> WORK TO COMPLETE: Rewrite each of the records below with "pick-planner roster" replaced by "deck inventory log" and everything else left unchanged. Omit the pictures from your answer.

Coordinate annotation entries:
-.-.-

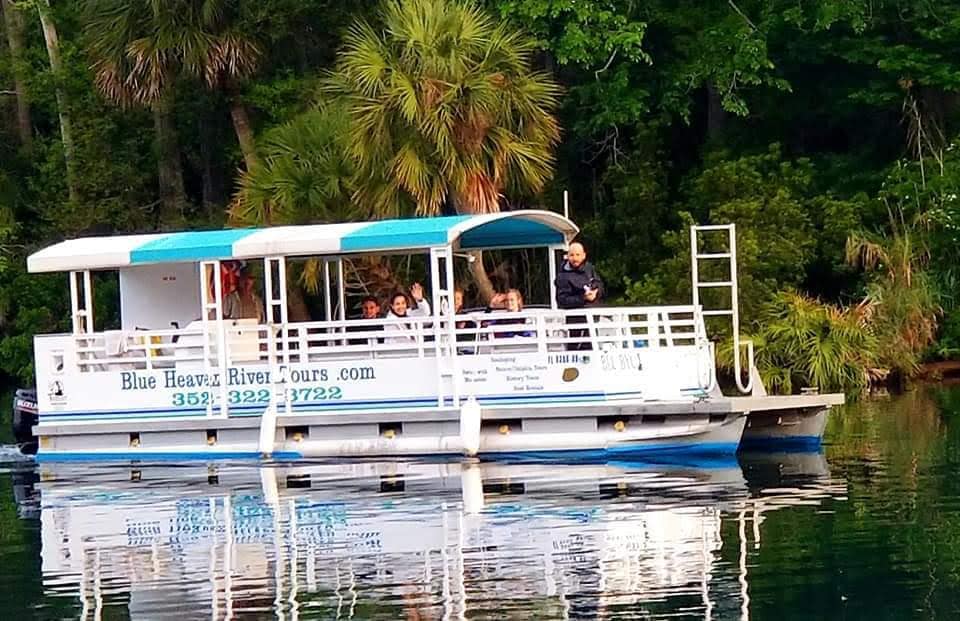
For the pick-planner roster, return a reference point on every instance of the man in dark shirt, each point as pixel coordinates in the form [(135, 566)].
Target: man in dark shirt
[(578, 286)]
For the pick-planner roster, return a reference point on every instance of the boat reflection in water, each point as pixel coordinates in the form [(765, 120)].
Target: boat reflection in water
[(413, 540)]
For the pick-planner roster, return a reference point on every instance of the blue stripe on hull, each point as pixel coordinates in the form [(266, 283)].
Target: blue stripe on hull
[(623, 451), (257, 409), (141, 456), (789, 444), (653, 451)]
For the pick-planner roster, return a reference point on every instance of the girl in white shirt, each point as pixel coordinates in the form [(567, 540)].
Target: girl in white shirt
[(405, 332)]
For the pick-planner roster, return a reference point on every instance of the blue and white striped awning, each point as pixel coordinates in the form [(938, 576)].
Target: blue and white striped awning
[(512, 229)]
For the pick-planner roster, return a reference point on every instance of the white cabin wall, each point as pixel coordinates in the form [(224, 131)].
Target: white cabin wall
[(151, 296)]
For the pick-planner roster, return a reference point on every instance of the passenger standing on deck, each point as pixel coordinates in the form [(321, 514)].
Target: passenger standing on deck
[(405, 332), (578, 286), (369, 310)]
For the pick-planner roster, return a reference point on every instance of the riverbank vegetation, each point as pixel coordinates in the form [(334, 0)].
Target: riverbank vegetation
[(826, 130)]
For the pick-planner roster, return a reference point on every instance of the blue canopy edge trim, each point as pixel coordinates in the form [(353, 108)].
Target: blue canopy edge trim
[(190, 246)]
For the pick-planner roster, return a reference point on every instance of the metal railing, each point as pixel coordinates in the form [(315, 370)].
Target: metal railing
[(478, 333)]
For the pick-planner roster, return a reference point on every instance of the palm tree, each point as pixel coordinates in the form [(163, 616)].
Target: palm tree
[(901, 300), (140, 47), (305, 177), (52, 39), (445, 111)]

-.-.-

> WRITTEN ANSWER:
For the deck inventory log, return a reference point on every instance of the man in dark shirt, each point as pixel coordinates in the form [(135, 566)].
Target: man in dark shirt
[(578, 286)]
For the deck inventory log, return a reference point on every instance of the boat reflection in water, each point as pixel coordinates in the form [(765, 120)].
Target: boat reflection in water
[(413, 540)]
For the deck inventory log, return a reference point on every instance of the blue stripe on hull, each point as pixel coordinates in the form [(266, 283)].
Target: blue stripe on hull
[(623, 451), (257, 409), (141, 456), (789, 444), (653, 451)]
For the deck inventory log, return a reference point on every instance of the girl in white shirt, each point as pixel coordinates in the form [(567, 540)].
Target: girl in white shirt
[(405, 332)]
For the deck inventory log, return a reference point on every instance of the blue and white striped awning, each point as pixel coordinates in the form [(938, 576)].
Target: blue and white striped awning
[(512, 229)]
For the deck inventory log, return a reference point on every instance of the white cabin wall, each point as pixel coordinates in the form [(224, 131)].
Target: white cabin wall
[(151, 296)]
For the deck inventory log, return a reference point on every instance of the passenger standing on deck, each point as pixel coordinates in the form [(321, 514)].
Target: passenger standing on deck
[(405, 332), (578, 286), (369, 310)]
For the deck inventory log, return a reference point on every instance of the riverbank vegetation, each point as pixel coordinates in the form [(334, 0)].
Target: riverbank vegetation
[(826, 130)]
For the deck inventory log, return a reference point on every instance of the blue canopy edge trim, each point as pixel coordinates in the form [(353, 108)].
Target: blue canopy edge trim
[(190, 246)]
For the deck inventory log, return a reference point on every instance of the metal railing, each point as pixel coordinates in the form [(315, 370)].
Target: metal railing
[(478, 333)]
For the deck inventory log, return a reference point on every instance of the palm tree, each point as pixel coordinates in the form [(163, 616)].
Target: palm tree
[(901, 300), (140, 47), (305, 177), (52, 39), (445, 111)]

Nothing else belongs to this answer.